Region pointing data
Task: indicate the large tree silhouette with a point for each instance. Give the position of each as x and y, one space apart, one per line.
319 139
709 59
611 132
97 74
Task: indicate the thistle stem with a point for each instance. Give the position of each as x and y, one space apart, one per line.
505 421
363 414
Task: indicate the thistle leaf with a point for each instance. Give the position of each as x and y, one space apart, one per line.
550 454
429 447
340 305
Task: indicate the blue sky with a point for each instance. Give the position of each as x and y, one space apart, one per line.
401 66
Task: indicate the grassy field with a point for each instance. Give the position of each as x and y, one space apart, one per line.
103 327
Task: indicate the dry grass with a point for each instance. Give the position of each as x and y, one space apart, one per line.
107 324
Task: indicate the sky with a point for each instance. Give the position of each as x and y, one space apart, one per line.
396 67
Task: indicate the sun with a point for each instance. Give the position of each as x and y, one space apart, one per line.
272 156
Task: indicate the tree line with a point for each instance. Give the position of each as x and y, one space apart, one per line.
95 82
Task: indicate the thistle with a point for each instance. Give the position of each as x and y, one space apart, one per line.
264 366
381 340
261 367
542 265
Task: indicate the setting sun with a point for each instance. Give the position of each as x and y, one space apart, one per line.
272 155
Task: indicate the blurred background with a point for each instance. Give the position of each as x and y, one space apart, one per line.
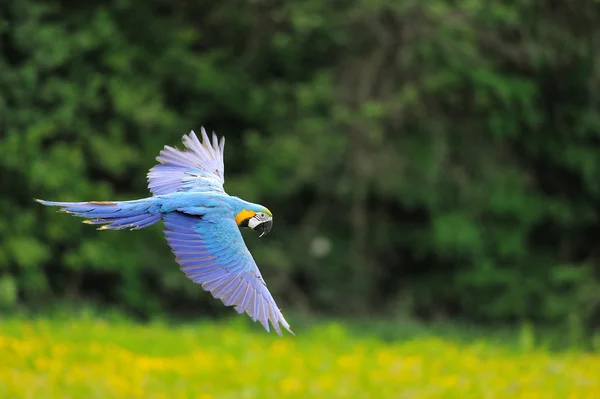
434 161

What the task requires: With the pictures left out, return each entry exactly as written.

Response to this exercise:
Task: indicate the large tree silhouette with a point for each instance. Give the position of each as x and y, one space apart, one per line.
319 139
709 59
611 132
97 74
Task: indicate the thistle stem with a point for each instance. Give the position of each as x and y, one space apart, one per line.
505 421
363 414
Task: indicate the thistle leaf with a point for each instance. Give the position of each as x and y, one space apart, one per line.
550 454
429 447
340 305
Task: indicate the blue sky with a point for each instance. Give the position of each as x and y, one space apart, one per line.
401 66
Task: indicate the grassy field with a point for each instance. Give the position of each as x and y, one space apart, one per line.
103 327
Task: indicate the dry grass with a point for each instance. Give the position of each as x and y, one space apart, one per line.
107 324
Task: indicate the sky with a point for each instance. Give the position of each as x and y, one space apart, one per line.
396 67
Task: indicate the sun with a point for each instance. Give the position of each as x and y, one space apart, one per line.
272 156
Task: indicate the tree line with a point for each instance. Give the position of each as x and y, one space apart, one per line.
95 82
Task: indicate the thistle with a point for each instance. Give the position of each as x and y, one space apart, one per line.
264 366
381 340
261 367
542 265
Task: indicate the setting sun with a point for each instance. Give the position of each as x and y, one space apart, one per line.
272 155
Task: indicate the blurred background with a point for each instance. Give the position of each as x and y, one space apart, one per line.
434 161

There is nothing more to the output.